__What you will do__. Here are some records. Copy each one exactly.

▬▬▬▬▬▬▬▬▬▬

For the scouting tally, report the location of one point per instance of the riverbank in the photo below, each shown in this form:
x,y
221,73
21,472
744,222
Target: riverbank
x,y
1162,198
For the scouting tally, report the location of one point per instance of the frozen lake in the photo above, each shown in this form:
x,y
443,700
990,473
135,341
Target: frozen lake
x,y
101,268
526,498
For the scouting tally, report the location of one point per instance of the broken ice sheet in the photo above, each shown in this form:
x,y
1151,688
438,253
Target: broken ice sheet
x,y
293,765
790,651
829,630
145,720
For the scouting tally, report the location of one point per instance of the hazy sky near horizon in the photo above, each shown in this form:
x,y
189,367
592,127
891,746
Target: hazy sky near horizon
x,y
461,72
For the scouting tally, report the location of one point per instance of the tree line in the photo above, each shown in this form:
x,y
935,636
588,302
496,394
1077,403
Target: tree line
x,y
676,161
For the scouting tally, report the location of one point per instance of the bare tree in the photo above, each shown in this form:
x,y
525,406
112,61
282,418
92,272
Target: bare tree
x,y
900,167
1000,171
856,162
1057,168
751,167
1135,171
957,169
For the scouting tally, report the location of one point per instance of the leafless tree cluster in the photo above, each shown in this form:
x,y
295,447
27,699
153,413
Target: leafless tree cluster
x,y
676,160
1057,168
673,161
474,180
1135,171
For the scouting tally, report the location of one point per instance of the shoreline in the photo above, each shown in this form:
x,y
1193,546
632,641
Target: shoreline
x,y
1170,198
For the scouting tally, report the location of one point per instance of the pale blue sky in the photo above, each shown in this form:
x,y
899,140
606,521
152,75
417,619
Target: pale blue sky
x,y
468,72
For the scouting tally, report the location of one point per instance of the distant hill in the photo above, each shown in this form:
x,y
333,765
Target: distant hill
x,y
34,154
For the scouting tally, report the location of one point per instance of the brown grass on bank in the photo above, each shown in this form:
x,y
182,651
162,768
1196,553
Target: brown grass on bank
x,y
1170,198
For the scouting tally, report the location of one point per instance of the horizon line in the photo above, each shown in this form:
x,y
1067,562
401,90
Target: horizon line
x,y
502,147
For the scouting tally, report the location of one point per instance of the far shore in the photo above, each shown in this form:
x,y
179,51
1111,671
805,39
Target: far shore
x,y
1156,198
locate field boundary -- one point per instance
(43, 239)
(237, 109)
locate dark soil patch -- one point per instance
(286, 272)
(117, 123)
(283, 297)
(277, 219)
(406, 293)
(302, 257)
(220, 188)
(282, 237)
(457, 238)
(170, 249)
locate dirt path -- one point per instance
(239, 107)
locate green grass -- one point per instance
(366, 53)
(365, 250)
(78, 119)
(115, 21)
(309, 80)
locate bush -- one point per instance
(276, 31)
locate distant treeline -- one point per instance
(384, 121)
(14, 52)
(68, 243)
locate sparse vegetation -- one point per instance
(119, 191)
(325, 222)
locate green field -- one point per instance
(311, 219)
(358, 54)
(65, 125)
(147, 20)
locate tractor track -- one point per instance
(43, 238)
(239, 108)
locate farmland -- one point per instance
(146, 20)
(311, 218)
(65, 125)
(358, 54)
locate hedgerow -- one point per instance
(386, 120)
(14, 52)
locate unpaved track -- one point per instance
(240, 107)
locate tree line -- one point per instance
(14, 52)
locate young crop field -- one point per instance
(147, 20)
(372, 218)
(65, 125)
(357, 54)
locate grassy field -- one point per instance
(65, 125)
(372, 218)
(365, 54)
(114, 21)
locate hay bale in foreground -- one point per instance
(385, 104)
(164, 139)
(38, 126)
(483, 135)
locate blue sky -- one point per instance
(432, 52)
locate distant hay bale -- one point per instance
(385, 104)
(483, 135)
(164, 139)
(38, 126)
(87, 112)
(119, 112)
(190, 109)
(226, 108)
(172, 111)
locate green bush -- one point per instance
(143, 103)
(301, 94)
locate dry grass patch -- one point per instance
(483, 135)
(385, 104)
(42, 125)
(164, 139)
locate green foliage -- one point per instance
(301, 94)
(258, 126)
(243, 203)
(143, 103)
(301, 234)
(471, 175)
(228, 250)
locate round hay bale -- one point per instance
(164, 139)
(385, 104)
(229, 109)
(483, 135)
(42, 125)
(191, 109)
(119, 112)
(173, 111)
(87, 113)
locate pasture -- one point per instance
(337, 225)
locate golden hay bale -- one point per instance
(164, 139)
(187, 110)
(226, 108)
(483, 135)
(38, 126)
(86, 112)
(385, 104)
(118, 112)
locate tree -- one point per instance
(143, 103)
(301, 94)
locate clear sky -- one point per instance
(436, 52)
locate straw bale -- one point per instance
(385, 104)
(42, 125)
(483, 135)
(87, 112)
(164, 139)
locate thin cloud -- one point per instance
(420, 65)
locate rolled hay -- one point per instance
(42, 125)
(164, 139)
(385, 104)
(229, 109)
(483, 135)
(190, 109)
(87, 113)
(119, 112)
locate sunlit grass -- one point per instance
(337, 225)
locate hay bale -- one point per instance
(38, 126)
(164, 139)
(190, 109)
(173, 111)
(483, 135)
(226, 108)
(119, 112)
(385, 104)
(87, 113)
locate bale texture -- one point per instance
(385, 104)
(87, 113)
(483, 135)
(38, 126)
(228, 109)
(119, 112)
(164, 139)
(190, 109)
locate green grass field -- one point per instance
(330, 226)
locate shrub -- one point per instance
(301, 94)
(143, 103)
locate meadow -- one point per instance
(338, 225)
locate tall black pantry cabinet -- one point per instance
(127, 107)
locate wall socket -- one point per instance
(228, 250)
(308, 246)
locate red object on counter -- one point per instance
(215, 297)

▬▬▬▬▬▬▬▬▬▬

__Correct answer__.
For the scouting tally, report the location of one point per instance of the riverbank in the photo below, each shown in this form:
x,y
221,73
21,472
744,222
Target: riverbank
x,y
1162,198
For the scouting tally, report the location of one point per instance of the frozen lake in the photo above, each shown in this form:
x,y
443,700
990,473
135,341
Target: frozen lake
x,y
101,268
526,498
For the scouting tally, report the location of one point per instance of the broken ice sheet in the photo above, each shown in this form:
x,y
1151,688
438,253
Target: broken ice sheet
x,y
293,765
790,651
829,630
145,720
For the scouting tally, report the location of one point per instance of the hazy sky near horizon in the photo above, each shown in this form:
x,y
189,367
592,127
891,746
Target: hazy sky near horizon
x,y
461,72
For the scouting tally, report the location of one point per instance of the tree line in the photo above, each shown in this form:
x,y
935,636
588,302
496,394
1077,403
Target: tree line
x,y
676,161
For the scouting tally, report the location of one point per instance of the bare tree in the photo above, each shown in this form:
x,y
525,406
112,61
282,418
92,272
Target: bare tree
x,y
900,167
1000,171
856,162
1057,168
751,167
1135,171
957,169
For the scouting tally, report the location of one point per instance of the leafless tree cluster in the photo above, each shown in this form:
x,y
295,447
27,699
153,413
Target: leafless tree cluster
x,y
676,160
1057,168
673,161
474,180
1135,171
For the scouting tally, report the location of one point per instance of the shoreline in the photo above, each shown in this form:
x,y
1193,546
632,641
Target: shoreline
x,y
1170,198
For the scouting tally, report the location of one point per instance of the pale blue sky in the photo above, each shown in this form:
x,y
899,140
606,521
152,75
417,619
Target: pale blue sky
x,y
468,72
For the scouting tally, report the location of one point per instance of the distant hill in the photo above, each shown in this form:
x,y
333,765
Target: distant hill
x,y
34,154
For the scouting tally, report the location of one point per instance of the brown grass on bank in the photo above, each shown in this form:
x,y
182,651
162,768
1196,553
Target: brown grass on bank
x,y
1170,198
For the scouting tally, report the location of one point per instance of the horizon line in the photo above, each shown in this form:
x,y
1067,562
401,90
Target: horizon line
x,y
502,147
For the scouting tally, report the location of one point per instance of the far shore in the photo above, each shown in this form:
x,y
179,51
1111,671
805,39
Target: far shore
x,y
1156,198
locate field boundary -- one point per instance
(43, 239)
(237, 109)
locate dark soil patch -- one point per instance
(286, 272)
(117, 123)
(283, 297)
(277, 219)
(406, 293)
(302, 257)
(220, 188)
(282, 237)
(457, 238)
(170, 249)
locate dirt path -- one point per instance
(239, 107)
locate green grass -- one point per instance
(366, 53)
(365, 250)
(78, 119)
(115, 21)
(309, 80)
locate bush -- one point per instance
(276, 31)
locate distant treeline -- one point per instance
(384, 121)
(14, 52)
(68, 243)
locate sparse vegetation -- one point per instance
(119, 191)
(325, 222)
locate green field -- one point per instance
(311, 219)
(358, 54)
(65, 125)
(147, 20)
locate tractor track -- one point per instance
(43, 238)
(239, 108)
locate farmland -- one point per instance
(146, 20)
(311, 218)
(65, 125)
(358, 54)
locate hedgerow -- one point per instance
(386, 120)
(14, 52)
locate unpaved track -- one point per instance
(240, 107)
locate tree line -- one point per instance
(14, 52)
locate young crop field -- one point per instance
(147, 20)
(372, 218)
(65, 125)
(357, 54)
locate grassy field -- one point per instance
(65, 125)
(372, 218)
(365, 54)
(114, 21)
locate hay bale in foreground -- one point per instance
(385, 104)
(164, 139)
(38, 126)
(483, 135)
locate blue sky -- one point per instance
(432, 52)
locate distant hay bale -- one point per instance
(385, 104)
(483, 135)
(164, 139)
(38, 126)
(87, 112)
(119, 112)
(190, 109)
(226, 108)
(172, 111)
locate green bush -- one point per instance
(143, 103)
(301, 94)
locate dry grass patch -- one point per instance
(483, 135)
(385, 104)
(42, 125)
(164, 139)
locate green foliage -- one point per instance
(301, 94)
(258, 126)
(243, 203)
(143, 103)
(301, 234)
(471, 175)
(228, 250)
locate round hay bale -- one point per instance
(164, 139)
(385, 104)
(229, 109)
(483, 135)
(42, 125)
(191, 109)
(119, 112)
(173, 111)
(87, 113)
locate pasture -- one point per instance
(337, 225)
locate golden hay bale -- one point per instance
(164, 139)
(187, 110)
(226, 108)
(483, 135)
(38, 126)
(86, 112)
(385, 104)
(118, 112)
locate tree -- one point per instance
(143, 103)
(301, 94)
locate clear sky -- one point per instance
(436, 52)
locate straw bale -- one point per instance
(385, 104)
(42, 125)
(483, 135)
(87, 112)
(164, 139)
locate thin cloud -- one point per instance
(420, 65)
locate rolled hay -- one point per instance
(42, 125)
(164, 139)
(385, 104)
(229, 109)
(483, 135)
(190, 109)
(87, 113)
(119, 112)
locate sunlit grass -- one point per instance
(337, 225)
locate hay bale -- one point per instance
(38, 126)
(164, 139)
(190, 109)
(173, 111)
(483, 135)
(226, 108)
(119, 112)
(385, 104)
(87, 113)
locate bale texture -- one point per instance
(385, 104)
(87, 113)
(483, 135)
(38, 126)
(228, 109)
(119, 112)
(164, 139)
(190, 109)
locate green grass field -- one point per instance
(330, 226)
locate shrub -- one point per instance
(301, 94)
(143, 103)
locate meadow -- one point per instance
(338, 225)
locate tall black pantry cabinet -- one point per instance
(127, 107)
locate wall socket -- one point per instance
(228, 250)
(308, 246)
locate red object on counter -- one point per instance
(215, 297)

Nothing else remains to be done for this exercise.